Retype only what runs from the line that contains "the tree in the photo above." through the last line of the listing below, both lines included.

- - -

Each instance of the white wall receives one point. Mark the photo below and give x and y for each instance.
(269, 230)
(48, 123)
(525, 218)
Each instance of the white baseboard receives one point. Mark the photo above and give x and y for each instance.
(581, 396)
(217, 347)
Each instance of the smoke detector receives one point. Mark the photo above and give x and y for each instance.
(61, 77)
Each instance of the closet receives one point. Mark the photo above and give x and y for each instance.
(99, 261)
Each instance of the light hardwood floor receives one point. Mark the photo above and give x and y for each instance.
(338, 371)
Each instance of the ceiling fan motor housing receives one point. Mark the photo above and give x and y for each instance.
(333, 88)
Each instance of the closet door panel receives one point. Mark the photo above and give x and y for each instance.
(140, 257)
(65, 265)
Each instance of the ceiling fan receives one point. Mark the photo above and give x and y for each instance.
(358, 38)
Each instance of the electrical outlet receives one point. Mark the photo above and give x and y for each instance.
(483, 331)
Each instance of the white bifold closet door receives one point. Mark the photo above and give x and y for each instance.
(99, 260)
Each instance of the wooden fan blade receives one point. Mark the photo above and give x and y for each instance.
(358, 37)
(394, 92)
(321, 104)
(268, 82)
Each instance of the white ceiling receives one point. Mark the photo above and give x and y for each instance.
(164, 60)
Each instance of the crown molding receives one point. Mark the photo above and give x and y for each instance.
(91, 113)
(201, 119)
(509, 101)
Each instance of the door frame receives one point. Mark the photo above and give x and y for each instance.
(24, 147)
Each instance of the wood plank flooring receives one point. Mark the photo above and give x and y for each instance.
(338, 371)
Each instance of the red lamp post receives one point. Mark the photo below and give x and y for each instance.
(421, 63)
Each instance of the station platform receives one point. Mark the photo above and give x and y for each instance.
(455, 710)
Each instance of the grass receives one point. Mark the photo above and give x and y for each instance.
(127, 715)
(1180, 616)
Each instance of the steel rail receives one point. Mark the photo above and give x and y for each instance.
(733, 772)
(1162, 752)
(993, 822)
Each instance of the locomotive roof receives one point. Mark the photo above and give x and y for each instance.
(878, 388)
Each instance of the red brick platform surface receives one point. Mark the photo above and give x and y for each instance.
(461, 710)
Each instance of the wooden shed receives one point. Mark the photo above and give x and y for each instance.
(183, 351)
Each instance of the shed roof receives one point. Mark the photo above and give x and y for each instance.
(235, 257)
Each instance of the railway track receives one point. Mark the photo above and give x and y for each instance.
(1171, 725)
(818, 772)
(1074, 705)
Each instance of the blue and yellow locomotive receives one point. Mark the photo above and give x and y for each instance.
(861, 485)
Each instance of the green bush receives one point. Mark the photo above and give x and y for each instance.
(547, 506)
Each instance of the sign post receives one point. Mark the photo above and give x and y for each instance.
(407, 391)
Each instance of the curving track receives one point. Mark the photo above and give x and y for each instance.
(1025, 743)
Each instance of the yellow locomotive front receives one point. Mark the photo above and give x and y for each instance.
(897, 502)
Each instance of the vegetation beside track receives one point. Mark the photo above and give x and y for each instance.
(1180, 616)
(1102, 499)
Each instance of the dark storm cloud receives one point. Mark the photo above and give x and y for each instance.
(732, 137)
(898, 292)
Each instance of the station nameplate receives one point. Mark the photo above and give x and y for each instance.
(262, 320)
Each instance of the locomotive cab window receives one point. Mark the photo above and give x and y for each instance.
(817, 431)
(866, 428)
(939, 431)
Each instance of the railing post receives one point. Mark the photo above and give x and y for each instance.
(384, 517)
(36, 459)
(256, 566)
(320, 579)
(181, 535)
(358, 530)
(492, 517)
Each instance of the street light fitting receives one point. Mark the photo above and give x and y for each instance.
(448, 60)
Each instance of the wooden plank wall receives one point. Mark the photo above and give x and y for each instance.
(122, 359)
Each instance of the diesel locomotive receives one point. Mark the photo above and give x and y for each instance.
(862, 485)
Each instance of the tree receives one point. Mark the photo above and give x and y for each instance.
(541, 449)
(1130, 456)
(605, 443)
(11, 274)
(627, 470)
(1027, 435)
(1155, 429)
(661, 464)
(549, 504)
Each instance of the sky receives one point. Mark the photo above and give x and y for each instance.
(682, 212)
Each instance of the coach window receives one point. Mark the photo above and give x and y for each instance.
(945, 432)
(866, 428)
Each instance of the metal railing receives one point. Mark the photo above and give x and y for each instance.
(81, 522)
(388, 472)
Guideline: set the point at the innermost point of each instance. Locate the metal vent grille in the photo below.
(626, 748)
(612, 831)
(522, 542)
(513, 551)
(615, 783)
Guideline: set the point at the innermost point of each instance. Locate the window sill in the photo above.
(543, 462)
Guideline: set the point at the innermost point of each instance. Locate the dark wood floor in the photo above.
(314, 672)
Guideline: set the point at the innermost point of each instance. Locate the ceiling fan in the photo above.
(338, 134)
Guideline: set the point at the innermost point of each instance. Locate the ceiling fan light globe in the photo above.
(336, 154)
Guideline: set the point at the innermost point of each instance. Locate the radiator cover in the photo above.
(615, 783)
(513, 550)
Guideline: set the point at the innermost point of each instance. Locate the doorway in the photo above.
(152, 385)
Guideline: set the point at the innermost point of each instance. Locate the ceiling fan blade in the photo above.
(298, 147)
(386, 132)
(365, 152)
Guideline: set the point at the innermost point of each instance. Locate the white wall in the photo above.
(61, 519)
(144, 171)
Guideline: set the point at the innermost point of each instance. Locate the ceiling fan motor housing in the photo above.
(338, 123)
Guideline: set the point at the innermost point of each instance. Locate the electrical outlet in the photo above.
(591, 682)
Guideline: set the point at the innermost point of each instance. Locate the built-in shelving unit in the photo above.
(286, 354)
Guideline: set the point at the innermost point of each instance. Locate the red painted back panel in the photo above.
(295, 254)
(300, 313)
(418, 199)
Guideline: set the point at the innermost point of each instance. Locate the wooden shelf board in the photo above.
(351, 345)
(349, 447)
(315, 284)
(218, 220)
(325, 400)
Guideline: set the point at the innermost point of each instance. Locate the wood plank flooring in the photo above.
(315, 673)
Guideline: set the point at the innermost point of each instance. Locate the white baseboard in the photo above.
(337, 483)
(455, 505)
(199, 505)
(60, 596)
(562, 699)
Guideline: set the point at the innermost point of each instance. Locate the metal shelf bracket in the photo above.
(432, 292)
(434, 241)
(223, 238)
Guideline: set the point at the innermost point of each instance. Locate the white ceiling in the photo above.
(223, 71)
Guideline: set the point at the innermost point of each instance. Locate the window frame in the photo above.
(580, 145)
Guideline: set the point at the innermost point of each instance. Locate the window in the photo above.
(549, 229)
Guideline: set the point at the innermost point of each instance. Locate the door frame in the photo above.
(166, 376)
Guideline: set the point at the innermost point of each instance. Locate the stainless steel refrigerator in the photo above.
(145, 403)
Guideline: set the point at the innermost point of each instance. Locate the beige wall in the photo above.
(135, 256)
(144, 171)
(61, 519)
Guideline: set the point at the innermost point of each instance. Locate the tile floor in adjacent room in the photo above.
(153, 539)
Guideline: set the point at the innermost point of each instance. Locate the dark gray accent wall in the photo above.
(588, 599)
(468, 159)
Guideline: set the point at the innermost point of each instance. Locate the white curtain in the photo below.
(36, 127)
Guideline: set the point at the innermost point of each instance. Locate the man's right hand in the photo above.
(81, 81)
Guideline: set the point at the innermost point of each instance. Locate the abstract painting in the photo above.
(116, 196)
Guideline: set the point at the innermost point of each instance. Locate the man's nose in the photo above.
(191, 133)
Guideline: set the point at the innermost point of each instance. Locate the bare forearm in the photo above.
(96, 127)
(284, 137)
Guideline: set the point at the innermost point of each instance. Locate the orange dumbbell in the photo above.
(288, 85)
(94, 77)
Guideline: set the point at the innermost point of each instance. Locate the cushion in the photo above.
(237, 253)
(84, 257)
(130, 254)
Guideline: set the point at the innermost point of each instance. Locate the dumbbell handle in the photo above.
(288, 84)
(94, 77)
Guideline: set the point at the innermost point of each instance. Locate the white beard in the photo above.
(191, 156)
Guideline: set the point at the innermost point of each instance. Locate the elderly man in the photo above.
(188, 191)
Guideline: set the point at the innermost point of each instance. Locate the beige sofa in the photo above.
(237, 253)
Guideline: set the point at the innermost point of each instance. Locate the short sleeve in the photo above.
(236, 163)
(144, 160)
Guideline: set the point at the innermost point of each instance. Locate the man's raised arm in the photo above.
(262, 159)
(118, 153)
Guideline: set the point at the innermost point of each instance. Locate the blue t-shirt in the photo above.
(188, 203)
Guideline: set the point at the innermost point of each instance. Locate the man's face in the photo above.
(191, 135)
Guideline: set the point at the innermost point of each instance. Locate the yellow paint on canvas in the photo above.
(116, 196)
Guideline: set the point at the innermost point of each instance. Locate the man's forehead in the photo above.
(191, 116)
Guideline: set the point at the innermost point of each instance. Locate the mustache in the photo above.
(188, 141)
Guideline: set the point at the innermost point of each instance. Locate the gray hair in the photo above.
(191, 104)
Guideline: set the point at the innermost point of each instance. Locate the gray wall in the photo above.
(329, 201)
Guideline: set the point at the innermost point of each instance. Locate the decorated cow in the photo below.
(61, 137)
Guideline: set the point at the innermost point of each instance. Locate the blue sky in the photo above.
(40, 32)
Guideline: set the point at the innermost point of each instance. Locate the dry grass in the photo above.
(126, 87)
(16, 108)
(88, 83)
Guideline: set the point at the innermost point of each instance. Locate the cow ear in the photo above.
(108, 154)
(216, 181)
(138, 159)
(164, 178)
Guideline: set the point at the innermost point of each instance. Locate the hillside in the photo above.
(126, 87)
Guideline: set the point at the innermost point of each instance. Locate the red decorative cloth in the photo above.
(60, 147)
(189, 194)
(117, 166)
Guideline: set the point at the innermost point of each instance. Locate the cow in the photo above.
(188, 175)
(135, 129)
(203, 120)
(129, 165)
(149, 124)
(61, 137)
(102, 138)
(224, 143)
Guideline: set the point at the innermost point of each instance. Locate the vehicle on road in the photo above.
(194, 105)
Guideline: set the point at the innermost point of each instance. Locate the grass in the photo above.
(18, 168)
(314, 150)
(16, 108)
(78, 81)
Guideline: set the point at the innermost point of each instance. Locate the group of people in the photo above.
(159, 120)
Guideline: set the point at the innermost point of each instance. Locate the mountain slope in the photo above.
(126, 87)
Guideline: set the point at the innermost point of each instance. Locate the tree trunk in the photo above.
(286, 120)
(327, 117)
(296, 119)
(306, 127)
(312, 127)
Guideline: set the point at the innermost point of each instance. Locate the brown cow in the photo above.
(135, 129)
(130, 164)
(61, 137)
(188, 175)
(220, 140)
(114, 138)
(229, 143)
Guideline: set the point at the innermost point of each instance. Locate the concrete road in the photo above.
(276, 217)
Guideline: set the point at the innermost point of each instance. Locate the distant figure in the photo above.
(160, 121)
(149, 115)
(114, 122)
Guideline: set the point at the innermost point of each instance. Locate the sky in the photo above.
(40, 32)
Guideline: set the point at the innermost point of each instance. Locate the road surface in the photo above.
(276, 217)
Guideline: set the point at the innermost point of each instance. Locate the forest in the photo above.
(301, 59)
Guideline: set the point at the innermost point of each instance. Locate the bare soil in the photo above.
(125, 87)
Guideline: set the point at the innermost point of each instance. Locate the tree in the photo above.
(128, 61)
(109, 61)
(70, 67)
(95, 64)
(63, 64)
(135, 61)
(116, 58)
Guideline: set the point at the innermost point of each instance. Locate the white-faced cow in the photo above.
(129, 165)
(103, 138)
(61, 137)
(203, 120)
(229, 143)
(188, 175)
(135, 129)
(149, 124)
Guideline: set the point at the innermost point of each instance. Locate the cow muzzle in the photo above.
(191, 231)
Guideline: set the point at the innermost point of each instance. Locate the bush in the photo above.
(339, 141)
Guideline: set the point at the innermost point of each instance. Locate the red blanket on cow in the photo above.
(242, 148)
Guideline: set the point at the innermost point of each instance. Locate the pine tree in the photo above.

- - -

Task solution:
Guideline: set the point at the innermost point of each instance. Locate the tree in the photo above.
(128, 61)
(109, 61)
(70, 67)
(95, 64)
(63, 64)
(135, 61)
(116, 58)
Guideline: set the point at the innermost point of each instance. Locate the white-faced cow in the photo above.
(129, 165)
(103, 138)
(61, 137)
(203, 120)
(229, 143)
(188, 175)
(135, 129)
(149, 124)
Guideline: set the point at the innermost point of each instance. Locate the cow muzzle in the photo above.
(191, 231)
Guideline: set the point at the innermost point of each instance. Locate the bush in the photo above.
(339, 141)
Guideline: set the point at the innermost point of each instance. Locate the red blanket on cow in the photo above.
(242, 148)
Guideline: set the point at the innermost point of each instance. Locate the pine tree in the photo above.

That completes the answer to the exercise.